◆ TASK BRIEF ◆
What lines in the data below mention the string "instance"? Copy them out.

(Image point grounding data)
- - - - - - -

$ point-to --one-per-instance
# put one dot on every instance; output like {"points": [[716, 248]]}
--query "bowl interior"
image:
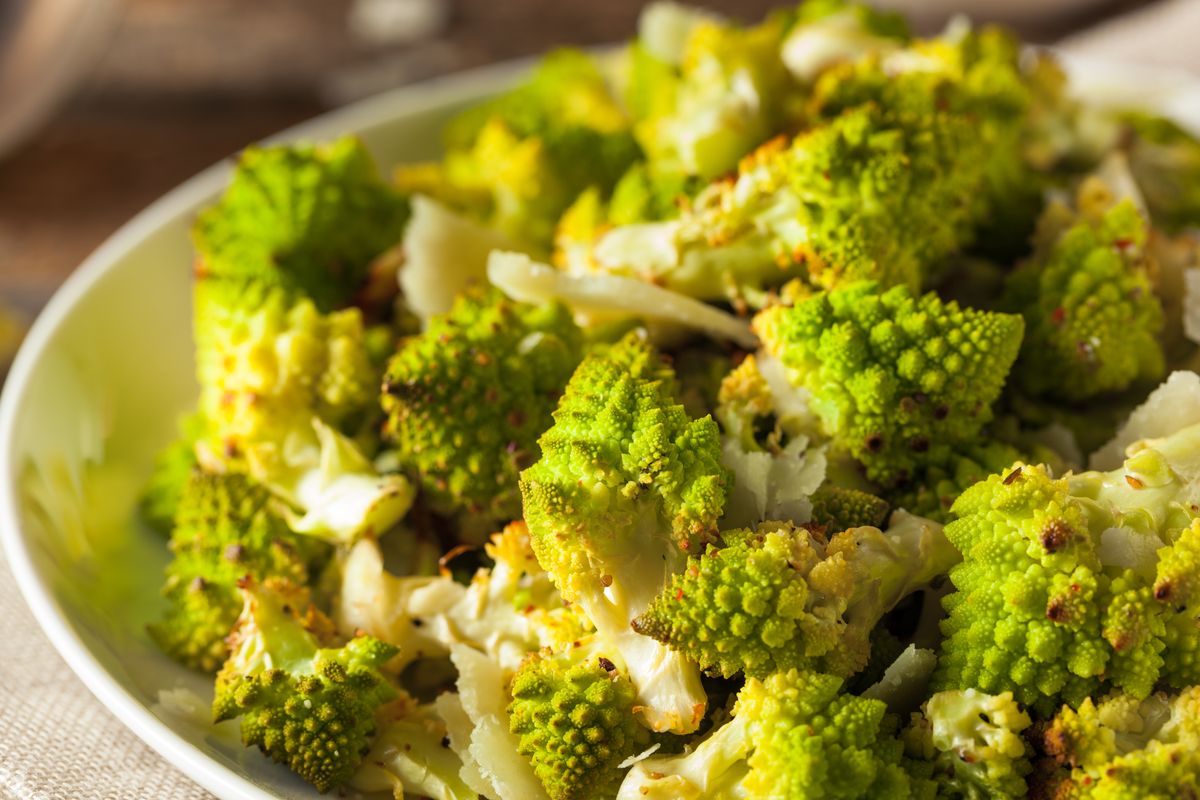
{"points": [[97, 390]]}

- - - - - - -

◆ SOLVED PROBLEM ◆
$ point-to --one-per-instance
# put one dot on every instance; output like {"points": [[716, 248]]}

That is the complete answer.